┏━━
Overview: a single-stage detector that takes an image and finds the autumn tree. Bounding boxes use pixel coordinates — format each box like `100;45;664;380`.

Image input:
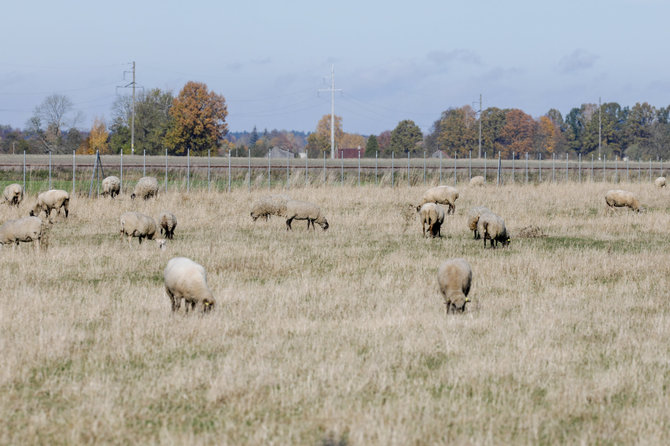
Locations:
165;81;228;155
389;119;423;156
┗━━
§ PROBLEM DESCRIPTION
Repeat the listing above word for word, leaving out the picture.

§ RESULT OF THE EXERCISE
Overview: a single-stage detector that takes an image and finds the autumn tree. Bounding boxes use pixel coordinates — format each box like `100;45;664;380`.

Image input:
Locations:
165;81;228;155
389;119;423;156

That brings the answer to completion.